■ **Extracted information**
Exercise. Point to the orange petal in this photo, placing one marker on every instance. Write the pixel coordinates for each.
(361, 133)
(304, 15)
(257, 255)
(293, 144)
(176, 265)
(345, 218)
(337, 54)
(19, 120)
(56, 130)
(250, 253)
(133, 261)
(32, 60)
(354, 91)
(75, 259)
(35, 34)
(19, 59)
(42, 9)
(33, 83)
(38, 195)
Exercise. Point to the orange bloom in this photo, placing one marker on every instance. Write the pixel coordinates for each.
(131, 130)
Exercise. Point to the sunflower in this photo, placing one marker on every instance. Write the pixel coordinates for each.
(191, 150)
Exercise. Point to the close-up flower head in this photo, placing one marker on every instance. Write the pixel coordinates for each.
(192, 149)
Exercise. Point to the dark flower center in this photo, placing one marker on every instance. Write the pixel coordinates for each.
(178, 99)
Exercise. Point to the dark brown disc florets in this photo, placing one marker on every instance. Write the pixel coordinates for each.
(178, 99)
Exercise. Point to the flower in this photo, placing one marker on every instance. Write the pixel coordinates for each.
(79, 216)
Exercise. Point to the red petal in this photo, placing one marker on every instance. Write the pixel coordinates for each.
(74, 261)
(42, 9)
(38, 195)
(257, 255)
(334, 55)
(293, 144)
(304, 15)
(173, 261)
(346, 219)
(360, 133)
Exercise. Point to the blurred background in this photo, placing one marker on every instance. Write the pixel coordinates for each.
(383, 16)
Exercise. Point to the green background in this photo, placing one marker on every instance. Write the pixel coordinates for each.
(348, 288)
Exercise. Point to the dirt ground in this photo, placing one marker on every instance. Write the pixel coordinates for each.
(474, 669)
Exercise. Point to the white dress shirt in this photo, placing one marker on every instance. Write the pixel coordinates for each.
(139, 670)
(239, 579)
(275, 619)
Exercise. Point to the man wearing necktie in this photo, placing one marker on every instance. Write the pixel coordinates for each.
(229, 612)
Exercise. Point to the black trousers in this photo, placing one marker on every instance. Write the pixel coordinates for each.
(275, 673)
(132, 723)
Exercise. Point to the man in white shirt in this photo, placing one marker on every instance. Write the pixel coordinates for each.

■ **Work task**
Return every line of the material exactly.

■ **Answer box**
Exercise. Point to the orange petal in this photo, placing one marker on every instance. Write the pixel coordinates for each.
(361, 133)
(304, 15)
(257, 255)
(293, 144)
(176, 265)
(345, 218)
(337, 54)
(19, 120)
(56, 130)
(250, 253)
(133, 261)
(32, 60)
(354, 91)
(75, 259)
(35, 34)
(19, 59)
(42, 9)
(33, 83)
(38, 195)
Exercise. Point to the orange bloom in this photo, placing one marker on every instance. Write the pixel coordinates for each.
(131, 130)
Exercise. Point to the sunflower in this photo, placing one marker on every instance. Write the pixel coordinates for each.
(191, 150)
Exercise. Point to the close-up flower head in this photo, placing one marker on every instance. Write the pixel coordinates for each.
(192, 149)
Exercise. Point to the dark flower center in this photo, placing one marker on every instance. Write the pixel coordinates for each.
(178, 99)
Exercise. Point to the dark brown disc florets in this photo, placing one marker on every instance. Write the pixel coordinates for each.
(178, 99)
Exercise. Point to the flower in this photo, placing one marker on every instance. Write the pixel coordinates for each.
(79, 216)
Exercise. Point to the red petal in this photo, placing one marker on every instance. Write the pixel coordinates for each.
(74, 261)
(42, 9)
(38, 195)
(257, 255)
(334, 55)
(293, 144)
(304, 15)
(173, 261)
(346, 219)
(360, 133)
Exercise. Point to the blurred background in this photo, placing one marker on every instance. Write the pixel coordinates for each.
(383, 16)
Exercise. Point to the green background in this photo, placing one marker on every instance. Write the pixel coordinates for each.
(348, 288)
Exercise. Point to the dirt ground in this photo, placing one marker on every instance. Write the pixel coordinates for each.
(474, 669)
Exercise. Point to the white dress shirt in this photo, placing one marker on every instance. Write the pixel coordinates for each.
(139, 670)
(239, 579)
(275, 619)
Exercise. Point to the man wearing necktie in this photo, placing one marker on every instance. Write the pixel coordinates for each.
(229, 612)
Exercise. Point to the black trousers in this photo, placing one marker on every instance. Write the pixel coordinates for each.
(275, 673)
(132, 723)
Exercise. Point to the man in white shirt in this photo, placing one marker on every instance. Write the pixel coordinates for each.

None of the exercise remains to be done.